* **Righe di dati**:

═══

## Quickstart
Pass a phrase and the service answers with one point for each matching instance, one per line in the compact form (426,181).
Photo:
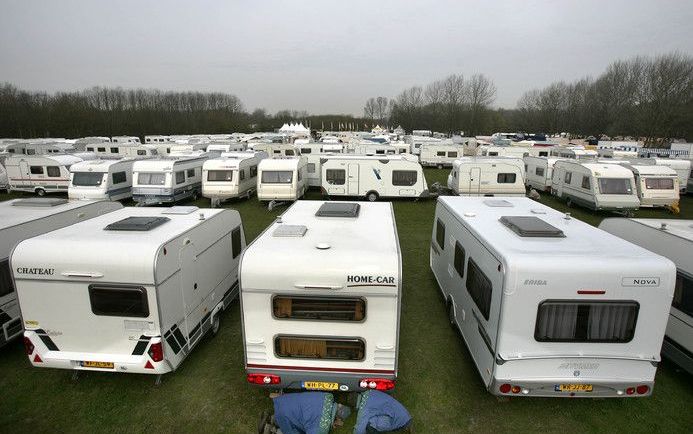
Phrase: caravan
(281,179)
(133,291)
(234,174)
(594,185)
(21,219)
(167,180)
(373,177)
(321,293)
(40,174)
(672,239)
(101,179)
(487,176)
(533,325)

═══

* **Cosa fare**: Duplica fedelmente tutte le righe delle voci riportate sopra, lasciando fuori le immagini.

* **Risposta al problema**:
## Quickstart
Pass a phrase and the service answers with one point for each matching instance, one per line in the compact form (426,181).
Photo:
Phrase: caravan
(281,179)
(133,291)
(234,174)
(594,185)
(21,219)
(167,180)
(373,177)
(321,293)
(40,174)
(672,239)
(101,179)
(487,176)
(533,325)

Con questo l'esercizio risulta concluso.